Supplied passage -
········

Now those of you who are not parents probably don’t really know about the “Mommy Wars.” That’s the official name for a really, really stupid conflict, mostly played out between women who otherwise would be natural allies, over whether it is better to stay at home with your children or go to a job and work. This is an endless, cruel and inane conflict. Some working mothers level the charge at at-home mothers that they are dumb, or wasting themselves and their educations, implying that their own time is more valuable than that of women who do not go to a job, and in hundreds of ways otherwise demean women who are at home and the work they do. Many stay-at-home mothers assert that women who go to jobs are selfish, that they don’t care about their children, that most women don’t “need” to work and only do so for luxuries, and that they don’t raise their own children. People who rightly argue that children need their parents are set up against people who rightly argue that children need health insurance, and no one ever concedes anything. Everyone swings around statistics about daycare, the number of children who become axe murderers under each system and how much any given bit of information matters. As could be expected, no resolution is ever achieved, people who could work together find that they can’t, and everyone gets their feelings hurt. I’ve managed to be on both ends of this – I’ve been told condescendingly by a neighboring attorney, “Oh, I couldn’t help out – I work you know.” And I’ve also been told that leaving my kids to go teach meant that I didn’t love them. Now not every family get stuck in this ugly dualism, but more do than don’t.

And, of course, the whole discussion not only makes everyone miserable, it misses the point – or several points. One of them is that neither party really has what they need. All the mothers I know who work agonize over leaving their children, often with people who do not love their children as much as they do. Most of them are also deeply ambivalent about how much they like working – that is, many of them (including me) when you push them feel a deep-seated sense that they *should* want to be home with their kids, even though they like their jobs, and particularly like the community and connections they find there.

Many of the women I know who work full time are exhausted and frustrated with the things they can’t do, and they gain time by hiring out as many things as possible – they eat take out, have someone else clean their house and tend their yards. But they never feel that the things they pay others to do are done as well as they would do them. They often don’t spend much time with their spouses alone, and much of the time they do spend with their children is spent driving places. Everyone reports a great deal of stress, a desire for more time together and anger and frustration that this is not enabled by their jobs and their lives. For poor working women, there is often no choice, no job satisfaction and no ambivalence – many of them believe that feminism sold them a bill of goods, claiming to give them something positive and mostly doubled their workload. And they are not wholly wrong.

········

Dataset rows -

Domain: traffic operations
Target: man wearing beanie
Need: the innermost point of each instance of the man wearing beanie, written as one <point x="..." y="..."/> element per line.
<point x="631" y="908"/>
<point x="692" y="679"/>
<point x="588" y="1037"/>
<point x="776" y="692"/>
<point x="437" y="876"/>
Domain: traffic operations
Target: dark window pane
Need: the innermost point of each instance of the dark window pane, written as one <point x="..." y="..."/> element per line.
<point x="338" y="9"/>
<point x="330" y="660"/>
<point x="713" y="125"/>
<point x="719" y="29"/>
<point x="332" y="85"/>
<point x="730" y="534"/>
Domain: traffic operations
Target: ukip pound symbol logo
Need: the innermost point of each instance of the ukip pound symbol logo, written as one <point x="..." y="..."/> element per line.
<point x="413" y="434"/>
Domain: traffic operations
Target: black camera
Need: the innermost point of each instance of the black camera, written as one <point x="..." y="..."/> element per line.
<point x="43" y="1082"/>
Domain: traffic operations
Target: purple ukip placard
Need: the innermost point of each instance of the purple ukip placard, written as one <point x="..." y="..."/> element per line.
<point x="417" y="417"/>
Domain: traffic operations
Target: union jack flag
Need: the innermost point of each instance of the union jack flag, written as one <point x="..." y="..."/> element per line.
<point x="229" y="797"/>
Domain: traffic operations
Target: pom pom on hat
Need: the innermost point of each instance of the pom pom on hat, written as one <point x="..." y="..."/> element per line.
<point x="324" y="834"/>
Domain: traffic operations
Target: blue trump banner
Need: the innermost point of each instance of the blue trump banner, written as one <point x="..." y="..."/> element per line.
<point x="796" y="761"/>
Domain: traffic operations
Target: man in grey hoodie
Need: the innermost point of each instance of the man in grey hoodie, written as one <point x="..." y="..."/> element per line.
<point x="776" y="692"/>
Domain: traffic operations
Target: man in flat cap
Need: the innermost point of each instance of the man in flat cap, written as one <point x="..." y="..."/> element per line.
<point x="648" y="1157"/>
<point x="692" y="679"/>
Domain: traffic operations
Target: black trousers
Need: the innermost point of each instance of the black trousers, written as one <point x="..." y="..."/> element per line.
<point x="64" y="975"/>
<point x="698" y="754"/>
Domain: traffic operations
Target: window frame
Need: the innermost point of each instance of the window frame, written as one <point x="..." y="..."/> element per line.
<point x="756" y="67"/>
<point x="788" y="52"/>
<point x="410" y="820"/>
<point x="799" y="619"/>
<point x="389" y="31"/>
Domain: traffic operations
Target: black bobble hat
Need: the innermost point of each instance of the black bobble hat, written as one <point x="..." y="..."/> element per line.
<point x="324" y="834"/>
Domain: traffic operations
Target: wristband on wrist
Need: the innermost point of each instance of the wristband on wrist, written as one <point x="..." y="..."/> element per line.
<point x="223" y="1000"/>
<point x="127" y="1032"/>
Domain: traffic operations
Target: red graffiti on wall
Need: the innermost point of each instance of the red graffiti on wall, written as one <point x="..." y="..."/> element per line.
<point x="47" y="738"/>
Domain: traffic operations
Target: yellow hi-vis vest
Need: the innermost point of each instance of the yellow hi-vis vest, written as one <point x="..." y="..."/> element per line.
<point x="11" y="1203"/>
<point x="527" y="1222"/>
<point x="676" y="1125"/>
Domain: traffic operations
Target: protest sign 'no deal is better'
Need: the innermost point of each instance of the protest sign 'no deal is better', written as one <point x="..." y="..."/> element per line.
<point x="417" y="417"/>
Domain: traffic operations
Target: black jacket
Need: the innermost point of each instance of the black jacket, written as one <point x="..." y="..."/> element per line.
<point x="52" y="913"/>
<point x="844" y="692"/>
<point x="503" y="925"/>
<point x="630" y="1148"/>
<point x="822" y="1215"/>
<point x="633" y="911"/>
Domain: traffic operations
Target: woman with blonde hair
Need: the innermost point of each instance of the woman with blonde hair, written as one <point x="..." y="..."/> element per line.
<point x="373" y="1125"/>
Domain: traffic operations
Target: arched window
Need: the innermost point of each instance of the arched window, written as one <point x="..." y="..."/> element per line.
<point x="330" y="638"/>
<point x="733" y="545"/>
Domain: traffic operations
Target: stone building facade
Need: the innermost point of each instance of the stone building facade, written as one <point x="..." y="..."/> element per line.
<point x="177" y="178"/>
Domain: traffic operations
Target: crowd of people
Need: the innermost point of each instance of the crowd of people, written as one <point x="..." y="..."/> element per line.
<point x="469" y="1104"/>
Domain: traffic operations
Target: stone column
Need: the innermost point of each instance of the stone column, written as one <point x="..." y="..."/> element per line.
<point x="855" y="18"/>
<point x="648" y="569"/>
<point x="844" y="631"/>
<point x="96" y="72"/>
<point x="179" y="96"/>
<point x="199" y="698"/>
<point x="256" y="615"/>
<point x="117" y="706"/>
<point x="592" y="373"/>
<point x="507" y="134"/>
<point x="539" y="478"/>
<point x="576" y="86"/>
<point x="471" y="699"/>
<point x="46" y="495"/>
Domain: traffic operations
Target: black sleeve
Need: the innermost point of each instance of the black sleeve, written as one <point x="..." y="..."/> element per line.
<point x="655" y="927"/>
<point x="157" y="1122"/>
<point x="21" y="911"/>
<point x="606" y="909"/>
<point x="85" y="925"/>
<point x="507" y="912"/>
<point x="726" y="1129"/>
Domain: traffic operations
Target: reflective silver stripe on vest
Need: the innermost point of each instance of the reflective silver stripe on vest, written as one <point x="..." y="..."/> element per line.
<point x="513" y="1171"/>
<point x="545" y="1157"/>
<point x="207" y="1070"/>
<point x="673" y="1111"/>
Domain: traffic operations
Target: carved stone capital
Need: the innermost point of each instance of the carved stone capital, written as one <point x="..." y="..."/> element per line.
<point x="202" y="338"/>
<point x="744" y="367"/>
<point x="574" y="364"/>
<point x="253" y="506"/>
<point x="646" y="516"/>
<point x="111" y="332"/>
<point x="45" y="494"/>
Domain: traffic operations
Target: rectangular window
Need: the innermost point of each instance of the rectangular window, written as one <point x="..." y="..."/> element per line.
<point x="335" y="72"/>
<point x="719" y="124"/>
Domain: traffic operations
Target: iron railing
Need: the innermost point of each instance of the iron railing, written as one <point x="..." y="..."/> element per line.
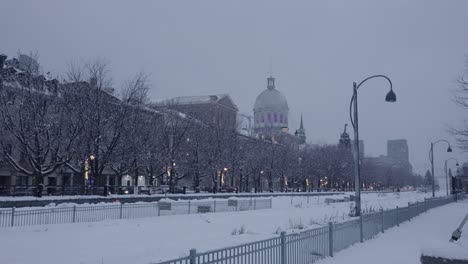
<point x="311" y="245"/>
<point x="10" y="217"/>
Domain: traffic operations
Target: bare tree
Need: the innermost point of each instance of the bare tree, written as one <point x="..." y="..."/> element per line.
<point x="38" y="134"/>
<point x="461" y="99"/>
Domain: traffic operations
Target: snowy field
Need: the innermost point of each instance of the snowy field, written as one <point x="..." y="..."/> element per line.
<point x="155" y="239"/>
<point x="428" y="233"/>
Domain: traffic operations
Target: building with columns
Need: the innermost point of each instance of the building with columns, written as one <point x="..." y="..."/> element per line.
<point x="271" y="113"/>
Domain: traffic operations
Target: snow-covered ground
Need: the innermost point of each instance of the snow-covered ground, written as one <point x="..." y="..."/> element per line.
<point x="155" y="239"/>
<point x="428" y="233"/>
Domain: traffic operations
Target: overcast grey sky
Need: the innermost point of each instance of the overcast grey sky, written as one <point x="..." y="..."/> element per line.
<point x="318" y="49"/>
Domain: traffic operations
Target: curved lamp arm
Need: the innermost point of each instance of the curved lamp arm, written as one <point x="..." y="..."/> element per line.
<point x="359" y="85"/>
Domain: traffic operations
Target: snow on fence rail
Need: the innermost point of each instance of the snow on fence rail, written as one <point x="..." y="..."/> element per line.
<point x="311" y="245"/>
<point x="93" y="213"/>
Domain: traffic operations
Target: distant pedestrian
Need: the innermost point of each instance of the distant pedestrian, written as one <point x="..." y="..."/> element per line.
<point x="40" y="187"/>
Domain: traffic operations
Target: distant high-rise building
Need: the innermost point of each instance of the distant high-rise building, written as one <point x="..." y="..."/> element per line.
<point x="361" y="148"/>
<point x="345" y="141"/>
<point x="397" y="149"/>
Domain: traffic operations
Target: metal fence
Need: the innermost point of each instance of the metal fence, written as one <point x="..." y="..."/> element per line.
<point x="10" y="217"/>
<point x="311" y="245"/>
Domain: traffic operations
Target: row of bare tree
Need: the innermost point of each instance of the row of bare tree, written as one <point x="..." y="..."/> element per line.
<point x="83" y="125"/>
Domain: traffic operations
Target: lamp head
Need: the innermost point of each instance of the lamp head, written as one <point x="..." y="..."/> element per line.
<point x="391" y="96"/>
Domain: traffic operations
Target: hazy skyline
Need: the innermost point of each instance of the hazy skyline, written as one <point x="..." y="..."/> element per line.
<point x="318" y="49"/>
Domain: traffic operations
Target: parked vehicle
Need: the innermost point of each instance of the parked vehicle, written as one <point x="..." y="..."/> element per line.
<point x="228" y="189"/>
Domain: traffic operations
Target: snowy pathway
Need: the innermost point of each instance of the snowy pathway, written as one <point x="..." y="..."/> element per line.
<point x="146" y="240"/>
<point x="429" y="231"/>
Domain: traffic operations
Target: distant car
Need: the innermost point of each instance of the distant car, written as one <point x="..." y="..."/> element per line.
<point x="178" y="189"/>
<point x="161" y="189"/>
<point x="144" y="190"/>
<point x="228" y="189"/>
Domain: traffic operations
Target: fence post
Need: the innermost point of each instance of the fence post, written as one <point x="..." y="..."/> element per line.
<point x="193" y="255"/>
<point x="330" y="238"/>
<point x="398" y="221"/>
<point x="74" y="214"/>
<point x="410" y="212"/>
<point x="12" y="216"/>
<point x="383" y="220"/>
<point x="361" y="231"/>
<point x="283" y="247"/>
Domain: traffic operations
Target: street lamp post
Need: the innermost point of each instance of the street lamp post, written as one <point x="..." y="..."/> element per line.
<point x="431" y="159"/>
<point x="446" y="173"/>
<point x="353" y="114"/>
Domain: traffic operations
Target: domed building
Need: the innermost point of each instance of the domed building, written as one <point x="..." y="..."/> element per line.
<point x="270" y="110"/>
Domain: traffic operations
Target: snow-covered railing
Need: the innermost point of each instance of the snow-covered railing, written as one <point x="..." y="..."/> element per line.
<point x="311" y="245"/>
<point x="10" y="217"/>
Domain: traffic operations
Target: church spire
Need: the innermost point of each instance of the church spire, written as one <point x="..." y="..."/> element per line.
<point x="270" y="83"/>
<point x="301" y="132"/>
<point x="271" y="80"/>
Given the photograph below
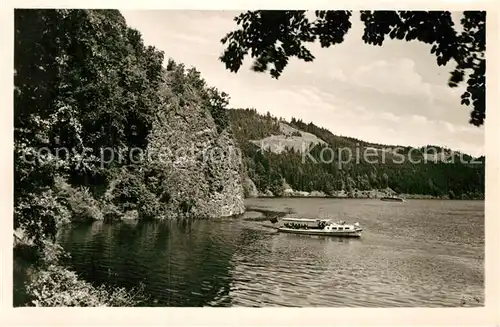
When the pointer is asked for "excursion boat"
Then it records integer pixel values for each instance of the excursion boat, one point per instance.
(392, 198)
(325, 227)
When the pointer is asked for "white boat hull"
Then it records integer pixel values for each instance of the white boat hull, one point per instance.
(321, 232)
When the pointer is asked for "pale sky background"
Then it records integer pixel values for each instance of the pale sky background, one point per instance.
(395, 94)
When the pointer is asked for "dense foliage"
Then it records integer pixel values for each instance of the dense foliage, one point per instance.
(273, 37)
(267, 170)
(87, 92)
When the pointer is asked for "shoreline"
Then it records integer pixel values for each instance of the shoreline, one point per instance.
(357, 198)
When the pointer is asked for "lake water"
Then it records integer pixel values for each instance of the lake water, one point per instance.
(425, 253)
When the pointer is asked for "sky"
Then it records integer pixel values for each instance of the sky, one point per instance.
(395, 94)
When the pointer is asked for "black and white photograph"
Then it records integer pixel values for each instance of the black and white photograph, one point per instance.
(249, 158)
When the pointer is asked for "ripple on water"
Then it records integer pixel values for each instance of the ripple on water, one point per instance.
(420, 253)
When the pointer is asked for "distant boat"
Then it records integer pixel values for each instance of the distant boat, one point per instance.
(324, 227)
(392, 198)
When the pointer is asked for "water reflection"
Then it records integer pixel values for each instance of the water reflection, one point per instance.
(412, 255)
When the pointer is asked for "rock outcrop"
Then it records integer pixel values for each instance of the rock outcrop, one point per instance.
(200, 166)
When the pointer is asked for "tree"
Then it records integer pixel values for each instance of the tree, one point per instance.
(273, 37)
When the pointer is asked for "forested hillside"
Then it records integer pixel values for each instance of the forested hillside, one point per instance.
(104, 131)
(269, 170)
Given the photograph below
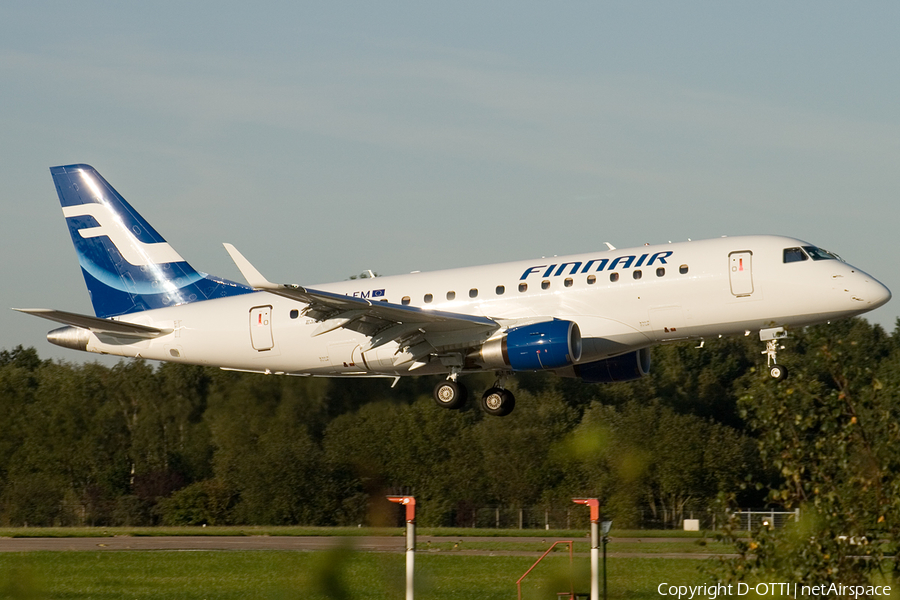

········

Please write the next part of the essay on the "Mommy Wars," starting right after its final sentence.

Final result -
For stay-at-home mothers, there is a sense of isolation, the loss of of the community they often had at work. Because this is the less common choice, it is often difficult to find company. The economic pressure for a two-household economy is very high, and the choice to stay home for many poorer women means a loss of security – no insurance or poor insurance, no economic safety net if something happens to the working spouse. Many have little time with their husbands, because the husbands have to work long hours to compensate economically for having only one income. And the job is often boring for women – they secretly admit that they sometimes wonder if the accusations that there is something wrong with them because they are willing to do this dull work are true. This is not conducive to self-esteem. In short, both sets of mothers are, often, having a lousy time. I asked 40 women I knew what the best choice was, and virtually all of them said there were no good options, or that good options would only be forthcoming with government mandates of things like paid maternity leave and good daycare.

But I would argue that the question of whether women should work outside the home is the wrong question entirely. The right question is how much power we should give to the public economy, and its presumptions. At least as important as the question of what women with children should do, for example, is the far less commonly asked question, “should fathers work outside the home?” And almost no one asks, as Wendell Berry does, whether it is good for marriages that husbands and wives work apart, outside the home. The question becomes, then, “how much should we value the work we do outside the home, and how much should we value the work we do in it?” That question, I suspect, might begin to get us somewhere that Mommy Wars cannot. Perhaps it might even take us to a good answer.

Berry answers this question in no uncertain terms in his essay, “Feminism, the Body and the Machine.” He says, in answer to critics who accused him of sexism for having a wife who worked in the home and typed his essays,

I know that I am in dangerous territory, and so I had better be plain: what I have to say about marriage and household I mean to apply to men as much as to women. I do not believe that there is anything bettter to do than to make one’s marriage and household, whether one is a man or a woman. I do not believe that ’employment outside the home’ is as valuable or important or satisfying as employment at home, for either men or women. It is clear from my experience as a teacher, for example, that children need an ordinary association with both parents. They need to see their parents at work, they need, at first, to play at the work they see their parents doing, and then they need to work with their parents.

…My interest is not to quarrel with individuals, men or women, who work away from home, but rather to ask why we should consider this general working away from home to be a desirable state of things, either for people or for marriage, for our society or for our country.

…But for the sake of argument, let us supposed that whatever work my wife does, as a member of our marriage and household, she does both as a full economic partner and as her own boss, and let us supposed that the economy we have is adequate to our needs. Why, granting that supposition, should anyone assume that my wife would increase her freedom or dignity or satisfaction by becoming the employee of a boss, who would be in turn also a corporate underling and in no sense a partner?
(Berry, 68-69)

Will you forgive me for saying that I think Berry’s is a damned good question? He goes on to observe that what is bad for his wife is also bad for her husband – that men do not receive a greater share of independence, dignity or happiness by working out of the home, away from their spouses and families. We are accustomed to debate whether the breakdown of the family stems from the habit of women going out to work. But if the family broke down thoroughly, it was around the time the baby boomer children were being born – the levels of alienation and misery, depression, anxiety and family disruption among boomers are radically higher than among the previous generation – and many of those families had stay-at-home mothers. So perhaps we need to look at the fathers and their role.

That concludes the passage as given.